#### Exercise requirements:
From the rows below, pull out every line that contains the string "crowd" and copy each one unchanged. The match is case-sensitive.

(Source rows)
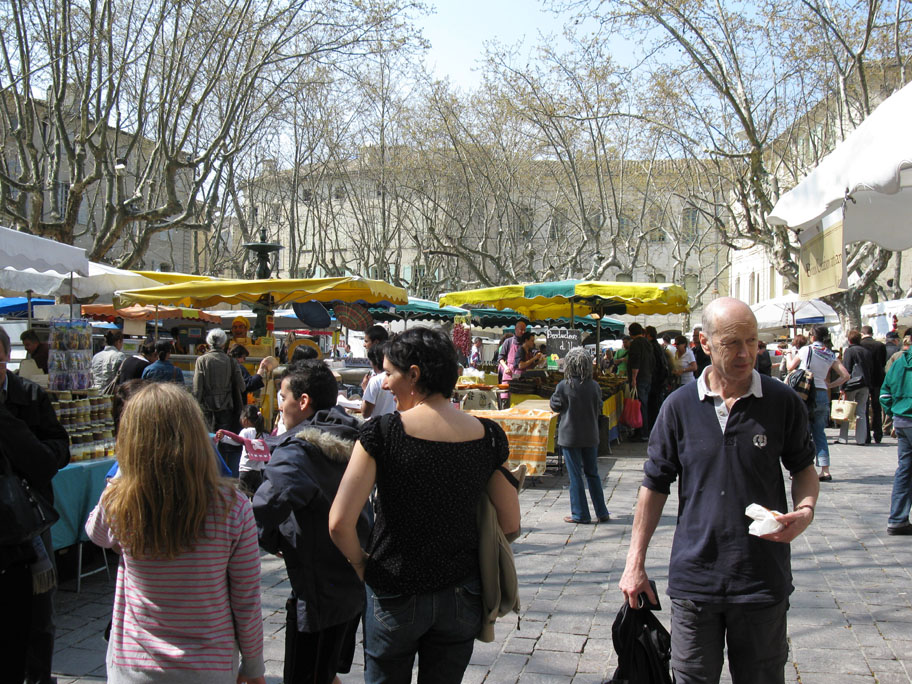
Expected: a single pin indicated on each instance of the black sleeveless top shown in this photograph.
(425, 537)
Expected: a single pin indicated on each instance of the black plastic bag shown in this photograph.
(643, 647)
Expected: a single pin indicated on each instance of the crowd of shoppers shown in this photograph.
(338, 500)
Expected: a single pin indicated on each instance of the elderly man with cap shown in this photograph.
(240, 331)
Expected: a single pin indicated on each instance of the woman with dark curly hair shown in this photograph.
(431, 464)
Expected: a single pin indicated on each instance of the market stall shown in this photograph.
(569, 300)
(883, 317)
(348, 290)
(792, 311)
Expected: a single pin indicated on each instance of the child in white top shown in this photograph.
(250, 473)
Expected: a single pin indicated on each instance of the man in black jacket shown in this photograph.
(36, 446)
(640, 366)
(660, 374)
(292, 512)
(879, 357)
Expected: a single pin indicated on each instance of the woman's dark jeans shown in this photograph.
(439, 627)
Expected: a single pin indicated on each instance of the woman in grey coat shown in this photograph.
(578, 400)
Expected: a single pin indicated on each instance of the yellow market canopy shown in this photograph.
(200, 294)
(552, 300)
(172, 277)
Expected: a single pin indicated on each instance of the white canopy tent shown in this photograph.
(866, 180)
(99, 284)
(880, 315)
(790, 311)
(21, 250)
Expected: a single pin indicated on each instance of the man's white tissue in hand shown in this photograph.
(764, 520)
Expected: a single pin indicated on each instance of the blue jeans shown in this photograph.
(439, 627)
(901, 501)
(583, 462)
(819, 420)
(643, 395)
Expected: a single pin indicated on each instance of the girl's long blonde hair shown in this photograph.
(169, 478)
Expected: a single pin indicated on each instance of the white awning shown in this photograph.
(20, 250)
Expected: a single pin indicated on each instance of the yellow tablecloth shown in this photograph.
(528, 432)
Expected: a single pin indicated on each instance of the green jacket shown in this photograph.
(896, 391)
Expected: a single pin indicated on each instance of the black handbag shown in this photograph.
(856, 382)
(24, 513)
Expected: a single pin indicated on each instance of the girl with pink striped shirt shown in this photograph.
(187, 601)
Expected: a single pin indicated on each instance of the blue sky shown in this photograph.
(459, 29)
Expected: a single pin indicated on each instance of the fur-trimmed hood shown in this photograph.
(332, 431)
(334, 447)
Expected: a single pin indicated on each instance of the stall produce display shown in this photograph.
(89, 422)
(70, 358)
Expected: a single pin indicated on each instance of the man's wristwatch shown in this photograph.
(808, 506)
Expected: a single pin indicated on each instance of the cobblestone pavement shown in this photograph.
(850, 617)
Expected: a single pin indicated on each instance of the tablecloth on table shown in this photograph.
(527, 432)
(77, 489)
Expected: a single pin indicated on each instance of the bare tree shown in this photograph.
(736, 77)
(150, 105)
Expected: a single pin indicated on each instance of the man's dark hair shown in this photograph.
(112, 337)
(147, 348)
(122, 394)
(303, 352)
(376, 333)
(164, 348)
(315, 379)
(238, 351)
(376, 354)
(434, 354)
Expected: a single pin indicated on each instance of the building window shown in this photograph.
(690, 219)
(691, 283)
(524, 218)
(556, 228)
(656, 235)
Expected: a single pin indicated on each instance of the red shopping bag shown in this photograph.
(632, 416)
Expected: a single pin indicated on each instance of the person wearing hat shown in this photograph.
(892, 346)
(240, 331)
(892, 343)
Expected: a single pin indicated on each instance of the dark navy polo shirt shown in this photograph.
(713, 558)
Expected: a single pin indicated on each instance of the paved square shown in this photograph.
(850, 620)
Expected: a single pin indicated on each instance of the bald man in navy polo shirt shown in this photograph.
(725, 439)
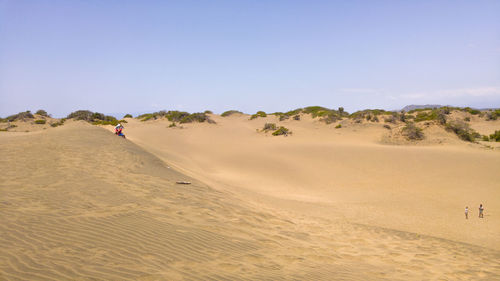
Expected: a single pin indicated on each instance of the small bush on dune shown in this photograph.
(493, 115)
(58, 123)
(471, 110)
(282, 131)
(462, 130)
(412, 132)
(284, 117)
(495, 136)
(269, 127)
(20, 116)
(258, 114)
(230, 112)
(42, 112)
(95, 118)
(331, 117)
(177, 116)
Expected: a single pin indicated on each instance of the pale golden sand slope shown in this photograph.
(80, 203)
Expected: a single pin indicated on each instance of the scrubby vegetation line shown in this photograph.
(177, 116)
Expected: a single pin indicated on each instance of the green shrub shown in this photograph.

--

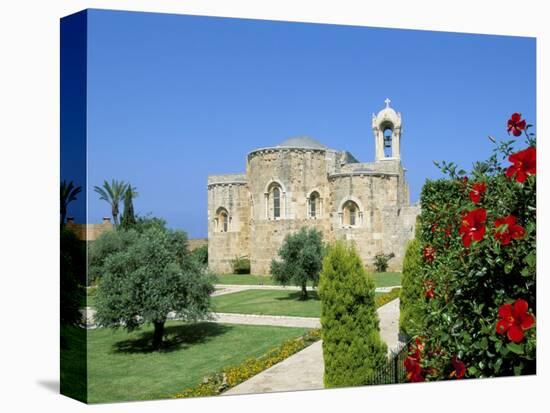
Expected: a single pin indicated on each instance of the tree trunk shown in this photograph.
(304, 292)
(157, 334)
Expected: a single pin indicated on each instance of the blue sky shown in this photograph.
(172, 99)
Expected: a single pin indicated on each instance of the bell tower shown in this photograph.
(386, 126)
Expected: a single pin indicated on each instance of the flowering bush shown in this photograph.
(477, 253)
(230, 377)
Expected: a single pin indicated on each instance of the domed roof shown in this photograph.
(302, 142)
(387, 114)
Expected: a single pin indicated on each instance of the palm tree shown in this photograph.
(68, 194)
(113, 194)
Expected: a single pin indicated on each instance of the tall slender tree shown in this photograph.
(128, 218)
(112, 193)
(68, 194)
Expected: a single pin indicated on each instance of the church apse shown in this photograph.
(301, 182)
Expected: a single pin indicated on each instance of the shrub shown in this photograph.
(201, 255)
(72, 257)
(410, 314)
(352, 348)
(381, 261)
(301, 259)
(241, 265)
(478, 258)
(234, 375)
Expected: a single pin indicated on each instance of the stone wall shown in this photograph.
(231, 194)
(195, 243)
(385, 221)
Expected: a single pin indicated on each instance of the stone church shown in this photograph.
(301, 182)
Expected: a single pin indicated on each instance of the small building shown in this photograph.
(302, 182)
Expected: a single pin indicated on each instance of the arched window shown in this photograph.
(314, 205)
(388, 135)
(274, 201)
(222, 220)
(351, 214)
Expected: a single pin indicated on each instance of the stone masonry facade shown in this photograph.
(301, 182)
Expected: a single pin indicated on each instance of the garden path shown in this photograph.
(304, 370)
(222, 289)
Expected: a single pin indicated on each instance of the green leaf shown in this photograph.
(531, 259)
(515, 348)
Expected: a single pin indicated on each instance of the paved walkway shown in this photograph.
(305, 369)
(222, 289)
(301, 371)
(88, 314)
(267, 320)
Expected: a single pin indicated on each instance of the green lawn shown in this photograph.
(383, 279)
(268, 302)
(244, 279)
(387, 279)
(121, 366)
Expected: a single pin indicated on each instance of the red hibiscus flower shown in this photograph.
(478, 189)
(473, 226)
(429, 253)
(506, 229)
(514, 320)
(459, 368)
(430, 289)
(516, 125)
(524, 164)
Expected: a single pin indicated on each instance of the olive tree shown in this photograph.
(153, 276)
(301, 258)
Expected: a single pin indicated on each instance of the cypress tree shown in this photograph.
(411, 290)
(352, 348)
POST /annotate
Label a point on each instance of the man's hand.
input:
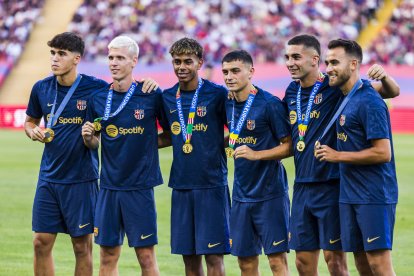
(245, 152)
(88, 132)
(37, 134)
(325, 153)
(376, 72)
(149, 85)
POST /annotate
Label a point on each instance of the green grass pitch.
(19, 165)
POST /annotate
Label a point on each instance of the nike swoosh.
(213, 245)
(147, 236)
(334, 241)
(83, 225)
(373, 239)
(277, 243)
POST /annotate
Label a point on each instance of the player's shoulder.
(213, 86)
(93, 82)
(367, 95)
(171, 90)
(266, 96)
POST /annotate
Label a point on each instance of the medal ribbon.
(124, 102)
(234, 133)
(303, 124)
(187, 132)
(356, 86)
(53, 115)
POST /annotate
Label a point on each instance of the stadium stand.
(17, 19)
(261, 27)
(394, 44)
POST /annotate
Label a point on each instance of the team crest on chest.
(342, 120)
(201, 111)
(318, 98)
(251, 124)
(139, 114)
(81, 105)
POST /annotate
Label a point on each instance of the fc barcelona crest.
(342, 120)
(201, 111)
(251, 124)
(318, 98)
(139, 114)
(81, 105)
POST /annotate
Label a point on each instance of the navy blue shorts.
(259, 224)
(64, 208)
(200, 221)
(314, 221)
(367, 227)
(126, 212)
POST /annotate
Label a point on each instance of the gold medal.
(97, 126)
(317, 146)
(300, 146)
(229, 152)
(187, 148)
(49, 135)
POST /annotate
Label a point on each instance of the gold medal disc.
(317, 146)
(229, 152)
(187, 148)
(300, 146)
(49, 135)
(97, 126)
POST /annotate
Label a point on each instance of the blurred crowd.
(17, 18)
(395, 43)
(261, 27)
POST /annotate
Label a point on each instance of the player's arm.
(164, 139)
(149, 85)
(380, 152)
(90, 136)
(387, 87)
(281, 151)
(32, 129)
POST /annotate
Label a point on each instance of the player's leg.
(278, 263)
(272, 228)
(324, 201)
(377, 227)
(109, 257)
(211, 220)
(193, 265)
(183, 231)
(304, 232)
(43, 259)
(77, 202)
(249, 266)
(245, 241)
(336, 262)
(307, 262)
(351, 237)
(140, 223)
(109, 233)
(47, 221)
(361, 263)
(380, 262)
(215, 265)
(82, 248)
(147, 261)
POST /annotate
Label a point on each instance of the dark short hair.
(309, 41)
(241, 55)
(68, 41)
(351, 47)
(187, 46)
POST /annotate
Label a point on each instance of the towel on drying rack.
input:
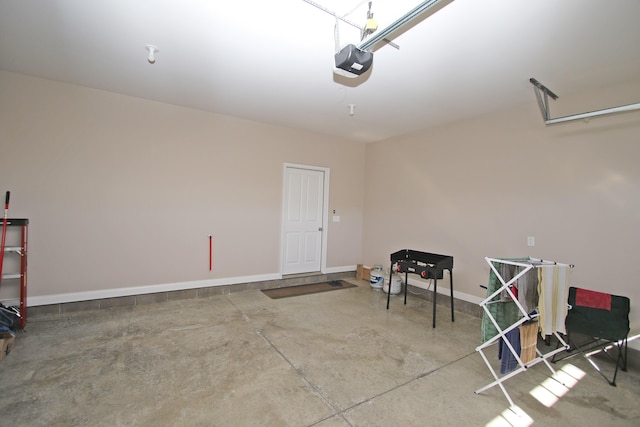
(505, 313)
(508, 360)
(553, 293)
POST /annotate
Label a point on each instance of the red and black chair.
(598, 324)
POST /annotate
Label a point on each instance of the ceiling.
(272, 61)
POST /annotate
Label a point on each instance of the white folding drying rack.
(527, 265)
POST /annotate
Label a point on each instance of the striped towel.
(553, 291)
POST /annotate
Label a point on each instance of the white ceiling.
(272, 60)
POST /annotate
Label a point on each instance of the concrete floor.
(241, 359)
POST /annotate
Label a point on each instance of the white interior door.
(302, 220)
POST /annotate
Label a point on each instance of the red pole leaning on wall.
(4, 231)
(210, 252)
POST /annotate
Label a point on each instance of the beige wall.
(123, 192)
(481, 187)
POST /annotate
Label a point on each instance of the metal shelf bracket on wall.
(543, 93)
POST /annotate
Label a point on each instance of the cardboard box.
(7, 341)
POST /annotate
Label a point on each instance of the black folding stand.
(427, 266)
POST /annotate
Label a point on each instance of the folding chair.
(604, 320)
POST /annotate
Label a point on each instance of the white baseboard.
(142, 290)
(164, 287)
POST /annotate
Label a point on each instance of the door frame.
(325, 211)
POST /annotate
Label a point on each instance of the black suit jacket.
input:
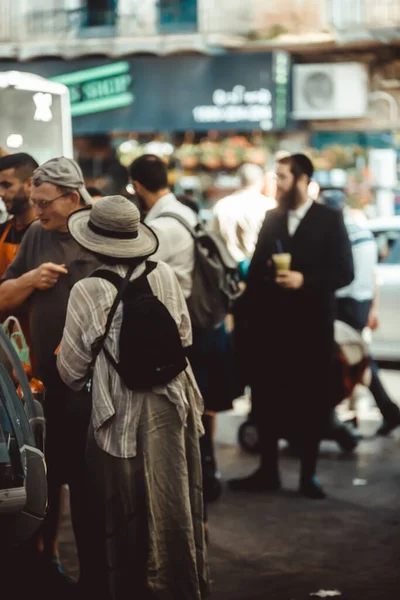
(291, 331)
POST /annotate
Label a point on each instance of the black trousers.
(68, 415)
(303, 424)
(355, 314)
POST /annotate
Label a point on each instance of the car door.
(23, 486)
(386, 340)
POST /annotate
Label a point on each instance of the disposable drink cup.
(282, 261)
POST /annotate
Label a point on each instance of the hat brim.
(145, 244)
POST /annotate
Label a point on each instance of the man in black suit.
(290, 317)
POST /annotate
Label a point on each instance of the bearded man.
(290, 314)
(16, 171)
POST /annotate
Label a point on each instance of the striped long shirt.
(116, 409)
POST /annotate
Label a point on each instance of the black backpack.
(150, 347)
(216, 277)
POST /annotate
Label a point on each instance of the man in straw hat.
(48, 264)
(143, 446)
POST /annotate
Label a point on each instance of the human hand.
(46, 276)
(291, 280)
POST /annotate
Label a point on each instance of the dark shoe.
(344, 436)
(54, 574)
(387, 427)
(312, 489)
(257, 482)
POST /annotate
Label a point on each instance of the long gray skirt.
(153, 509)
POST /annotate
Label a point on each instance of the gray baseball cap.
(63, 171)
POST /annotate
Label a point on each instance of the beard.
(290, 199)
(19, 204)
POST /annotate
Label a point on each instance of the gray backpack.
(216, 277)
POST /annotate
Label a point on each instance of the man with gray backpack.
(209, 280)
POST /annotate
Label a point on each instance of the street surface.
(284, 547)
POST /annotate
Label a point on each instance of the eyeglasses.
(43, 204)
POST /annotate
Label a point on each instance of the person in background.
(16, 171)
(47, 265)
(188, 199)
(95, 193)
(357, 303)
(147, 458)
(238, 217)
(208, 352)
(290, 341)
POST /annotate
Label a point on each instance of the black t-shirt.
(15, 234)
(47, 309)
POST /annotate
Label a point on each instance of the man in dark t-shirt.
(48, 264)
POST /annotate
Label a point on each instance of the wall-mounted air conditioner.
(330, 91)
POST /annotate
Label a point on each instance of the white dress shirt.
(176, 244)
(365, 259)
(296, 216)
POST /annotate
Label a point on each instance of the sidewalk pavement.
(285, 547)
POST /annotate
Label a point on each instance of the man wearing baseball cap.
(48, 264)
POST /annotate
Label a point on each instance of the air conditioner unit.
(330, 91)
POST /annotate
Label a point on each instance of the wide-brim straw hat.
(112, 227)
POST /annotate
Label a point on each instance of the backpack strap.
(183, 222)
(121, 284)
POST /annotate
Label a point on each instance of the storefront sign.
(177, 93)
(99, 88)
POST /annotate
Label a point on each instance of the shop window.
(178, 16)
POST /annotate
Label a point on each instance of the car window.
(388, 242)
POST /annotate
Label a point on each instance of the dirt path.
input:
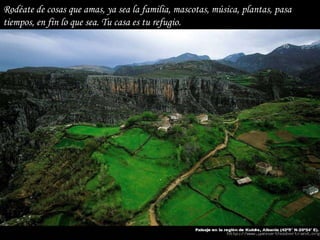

* * *

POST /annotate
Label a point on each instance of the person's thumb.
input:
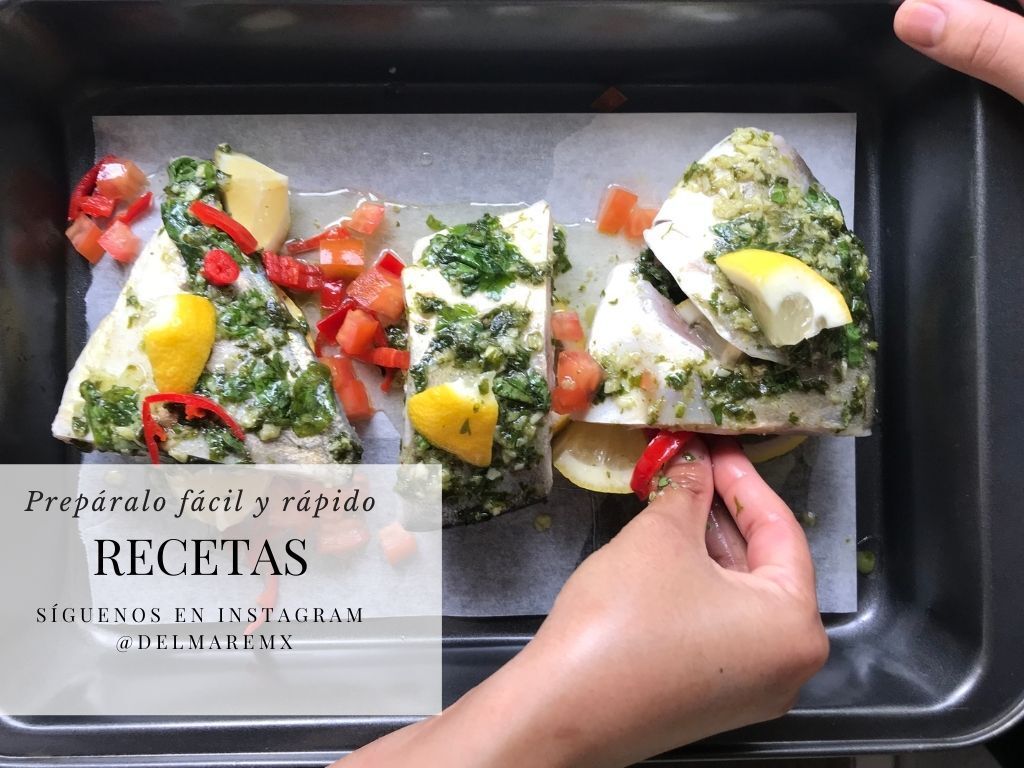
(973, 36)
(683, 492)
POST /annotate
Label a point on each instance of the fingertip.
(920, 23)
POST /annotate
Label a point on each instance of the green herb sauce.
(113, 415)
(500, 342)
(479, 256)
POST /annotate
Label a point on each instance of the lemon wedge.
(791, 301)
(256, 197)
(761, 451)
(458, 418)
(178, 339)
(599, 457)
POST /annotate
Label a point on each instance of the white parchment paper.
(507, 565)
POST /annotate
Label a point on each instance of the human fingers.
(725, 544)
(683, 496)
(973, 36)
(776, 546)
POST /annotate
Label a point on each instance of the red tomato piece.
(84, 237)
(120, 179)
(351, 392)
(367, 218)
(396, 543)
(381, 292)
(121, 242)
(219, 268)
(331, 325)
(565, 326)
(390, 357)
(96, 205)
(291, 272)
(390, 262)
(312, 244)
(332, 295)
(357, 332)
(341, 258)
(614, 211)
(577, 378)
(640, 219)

#### Response:
Expected: a single pin indicated on each instance of the crowd of shoppers shown in this photograph.
Label a point on each instance of the blurred crowd.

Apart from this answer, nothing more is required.